Excerpted text:
START

Spec 0012 — Federation & Cross-Cluster Queries
Status: Draft (Phase 3 design).
Depends on: spec/0001, spec/0002, spec/0005, spec/0008.
Motivation: spec/0008 §8.3 acknowledges that a Manifest's content closure can be served from any backend that holds it but defers a protocol-level replication primitive (OQ-40). spec/0008 §10 also explicitly punts "Cross-Space federation primitives" to v0.1+. At billion-scale, single-backend DreamDB already works (ref-implementation hits ~1B vectors per Track). Ten-billion-scale demands cross-backend operation by definition: one S3 region's tail latencies, capacity ceilings, and blast radius force operators to shard across regions/clouds/clusters. This spec defines the on-wire and operational primitives that make cross-backend DreamDB coherent rather than a pile of mutually-opaque single-cluster deployments.
1. Purpose
Federation is the discipline of treating N backends as one logical DreamDB without:
- Centralizing the data plane (would break the "lock-free data plane" principle from spec/0000 §5.2).

END

Available data:
START

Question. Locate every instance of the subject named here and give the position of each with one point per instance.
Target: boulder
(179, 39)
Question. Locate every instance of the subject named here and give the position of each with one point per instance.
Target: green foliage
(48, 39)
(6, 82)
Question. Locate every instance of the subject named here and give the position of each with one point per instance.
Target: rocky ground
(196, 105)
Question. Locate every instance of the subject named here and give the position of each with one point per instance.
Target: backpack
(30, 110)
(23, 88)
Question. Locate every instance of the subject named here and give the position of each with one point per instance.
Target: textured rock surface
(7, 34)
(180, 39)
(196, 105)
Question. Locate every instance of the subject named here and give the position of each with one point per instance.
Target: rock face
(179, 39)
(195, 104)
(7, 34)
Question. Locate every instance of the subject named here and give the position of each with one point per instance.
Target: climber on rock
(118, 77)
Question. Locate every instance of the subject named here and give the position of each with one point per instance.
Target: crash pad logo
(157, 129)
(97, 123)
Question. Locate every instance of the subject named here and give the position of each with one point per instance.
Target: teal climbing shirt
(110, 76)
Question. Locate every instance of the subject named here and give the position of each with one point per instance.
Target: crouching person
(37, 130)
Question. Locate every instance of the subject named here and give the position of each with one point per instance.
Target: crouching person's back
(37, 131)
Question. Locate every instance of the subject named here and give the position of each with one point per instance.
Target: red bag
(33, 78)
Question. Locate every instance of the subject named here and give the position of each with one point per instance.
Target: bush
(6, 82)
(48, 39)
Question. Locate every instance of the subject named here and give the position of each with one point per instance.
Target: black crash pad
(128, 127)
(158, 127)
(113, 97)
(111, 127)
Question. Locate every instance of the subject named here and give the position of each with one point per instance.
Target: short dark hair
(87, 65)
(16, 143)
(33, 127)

END
START

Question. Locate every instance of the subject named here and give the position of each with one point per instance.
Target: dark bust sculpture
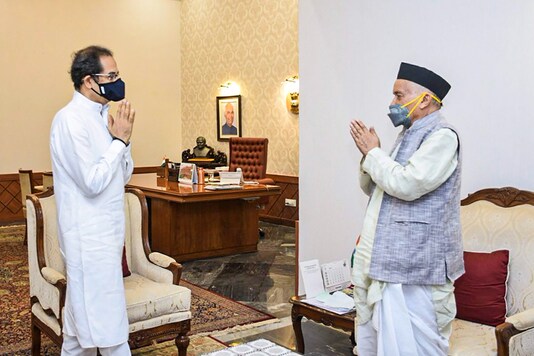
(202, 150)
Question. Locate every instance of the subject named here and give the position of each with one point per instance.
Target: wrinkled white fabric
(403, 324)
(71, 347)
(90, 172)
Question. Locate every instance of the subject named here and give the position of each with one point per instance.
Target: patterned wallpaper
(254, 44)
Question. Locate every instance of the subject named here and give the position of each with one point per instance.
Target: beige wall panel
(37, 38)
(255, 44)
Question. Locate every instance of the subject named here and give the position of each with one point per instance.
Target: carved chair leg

END

Required work:
1 - Translate this sentence from the federation spec into Spanish: "This spec defines the on-wire and operational primitives that make cross-backend DreamDB coherent rather than a pile of mutually-opaque single-cluster deployments."
2 - Select and copy every line of the records that contains the word "crouching". Matching is case-sensitive.
The specification excerpt and the records have no connection to each other.

Written responses:
1 - Esta especificación define las primitivas de transmisión y operativas que hacen que DreamDB, repartido entre varios backends, sea coherente en lugar de un montón de despliegues de un solo clúster mutuamente opacos.

2 -
Target: crouching person
Target: crouching person's back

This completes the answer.